Aim
Find each line in the records below that contains the word "white", and copy those lines out.
═══ Extracted data ═══
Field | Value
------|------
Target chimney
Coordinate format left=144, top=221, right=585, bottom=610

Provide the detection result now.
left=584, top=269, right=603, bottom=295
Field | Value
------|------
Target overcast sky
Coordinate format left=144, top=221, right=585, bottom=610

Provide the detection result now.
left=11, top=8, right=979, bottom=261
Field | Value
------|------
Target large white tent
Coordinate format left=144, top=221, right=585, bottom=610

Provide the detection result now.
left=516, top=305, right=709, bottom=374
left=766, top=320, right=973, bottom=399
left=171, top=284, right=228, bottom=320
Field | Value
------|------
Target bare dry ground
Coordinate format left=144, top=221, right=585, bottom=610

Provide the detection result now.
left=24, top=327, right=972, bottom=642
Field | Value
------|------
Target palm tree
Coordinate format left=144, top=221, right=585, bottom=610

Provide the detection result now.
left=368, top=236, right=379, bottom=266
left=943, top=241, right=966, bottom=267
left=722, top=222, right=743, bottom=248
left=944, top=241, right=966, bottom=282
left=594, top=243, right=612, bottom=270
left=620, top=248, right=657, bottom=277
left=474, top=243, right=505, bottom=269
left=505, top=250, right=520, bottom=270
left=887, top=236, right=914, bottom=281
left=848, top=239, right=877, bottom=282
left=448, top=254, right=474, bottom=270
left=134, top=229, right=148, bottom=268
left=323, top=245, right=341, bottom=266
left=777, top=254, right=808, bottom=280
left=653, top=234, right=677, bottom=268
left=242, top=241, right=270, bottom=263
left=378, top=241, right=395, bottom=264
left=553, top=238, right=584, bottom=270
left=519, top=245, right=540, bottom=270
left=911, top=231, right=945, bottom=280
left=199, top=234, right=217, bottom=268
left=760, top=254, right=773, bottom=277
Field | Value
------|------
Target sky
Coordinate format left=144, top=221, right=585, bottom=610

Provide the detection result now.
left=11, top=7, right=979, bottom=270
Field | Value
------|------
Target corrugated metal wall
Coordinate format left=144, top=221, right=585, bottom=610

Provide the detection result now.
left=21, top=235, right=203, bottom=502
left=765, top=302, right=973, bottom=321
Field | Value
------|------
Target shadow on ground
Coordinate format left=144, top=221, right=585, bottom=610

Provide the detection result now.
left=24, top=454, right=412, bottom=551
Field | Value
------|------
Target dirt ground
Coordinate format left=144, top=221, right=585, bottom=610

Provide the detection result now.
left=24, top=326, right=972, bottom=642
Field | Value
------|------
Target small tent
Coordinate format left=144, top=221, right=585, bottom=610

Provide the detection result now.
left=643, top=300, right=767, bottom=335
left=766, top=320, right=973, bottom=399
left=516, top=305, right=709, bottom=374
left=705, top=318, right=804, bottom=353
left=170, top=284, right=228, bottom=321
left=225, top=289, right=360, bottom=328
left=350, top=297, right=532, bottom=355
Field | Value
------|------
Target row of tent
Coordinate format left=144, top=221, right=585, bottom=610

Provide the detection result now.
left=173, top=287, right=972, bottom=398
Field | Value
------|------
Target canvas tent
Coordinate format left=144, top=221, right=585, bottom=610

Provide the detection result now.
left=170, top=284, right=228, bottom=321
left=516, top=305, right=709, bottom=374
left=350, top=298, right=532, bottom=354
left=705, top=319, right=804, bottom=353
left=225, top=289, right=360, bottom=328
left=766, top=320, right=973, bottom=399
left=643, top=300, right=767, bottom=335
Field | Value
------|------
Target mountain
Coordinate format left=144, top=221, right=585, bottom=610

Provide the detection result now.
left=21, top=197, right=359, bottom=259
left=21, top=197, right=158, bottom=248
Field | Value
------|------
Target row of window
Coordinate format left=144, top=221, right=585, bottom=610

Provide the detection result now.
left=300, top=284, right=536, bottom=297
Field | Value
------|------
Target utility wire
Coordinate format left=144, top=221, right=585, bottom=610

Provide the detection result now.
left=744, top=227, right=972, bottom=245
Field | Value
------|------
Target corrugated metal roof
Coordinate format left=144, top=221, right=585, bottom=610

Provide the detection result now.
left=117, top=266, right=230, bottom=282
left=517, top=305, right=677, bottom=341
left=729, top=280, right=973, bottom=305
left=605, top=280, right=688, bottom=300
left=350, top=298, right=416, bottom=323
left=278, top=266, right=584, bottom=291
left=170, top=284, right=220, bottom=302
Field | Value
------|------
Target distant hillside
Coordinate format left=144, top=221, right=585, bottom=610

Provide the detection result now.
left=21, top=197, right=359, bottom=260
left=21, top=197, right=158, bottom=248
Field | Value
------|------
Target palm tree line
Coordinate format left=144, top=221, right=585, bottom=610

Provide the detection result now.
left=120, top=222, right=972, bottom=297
═══
═══ Extracted data ═══
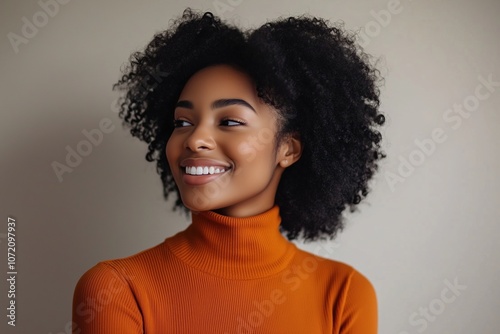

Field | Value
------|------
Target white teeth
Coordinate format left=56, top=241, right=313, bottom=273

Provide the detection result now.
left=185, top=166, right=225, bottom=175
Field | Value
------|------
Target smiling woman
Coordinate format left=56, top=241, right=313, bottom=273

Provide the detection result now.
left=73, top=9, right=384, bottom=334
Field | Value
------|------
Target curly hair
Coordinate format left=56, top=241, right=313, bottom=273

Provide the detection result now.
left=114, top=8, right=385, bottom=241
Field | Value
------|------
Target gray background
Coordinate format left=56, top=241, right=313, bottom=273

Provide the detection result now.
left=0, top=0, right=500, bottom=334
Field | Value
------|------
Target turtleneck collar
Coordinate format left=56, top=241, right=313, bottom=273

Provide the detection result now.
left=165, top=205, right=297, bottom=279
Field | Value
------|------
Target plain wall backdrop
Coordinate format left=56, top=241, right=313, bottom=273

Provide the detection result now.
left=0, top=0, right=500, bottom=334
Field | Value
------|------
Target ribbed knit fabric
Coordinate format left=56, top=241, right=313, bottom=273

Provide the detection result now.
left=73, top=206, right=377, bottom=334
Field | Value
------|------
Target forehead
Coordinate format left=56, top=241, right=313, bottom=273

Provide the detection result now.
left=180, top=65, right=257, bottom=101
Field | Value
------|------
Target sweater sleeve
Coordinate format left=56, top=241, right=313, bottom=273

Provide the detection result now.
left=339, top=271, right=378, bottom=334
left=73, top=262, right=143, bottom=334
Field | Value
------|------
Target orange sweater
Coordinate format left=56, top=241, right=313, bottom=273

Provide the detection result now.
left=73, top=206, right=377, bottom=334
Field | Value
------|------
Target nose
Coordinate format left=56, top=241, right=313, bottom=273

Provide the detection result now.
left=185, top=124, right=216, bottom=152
═══
Task response
Target large white tent
Target white teeth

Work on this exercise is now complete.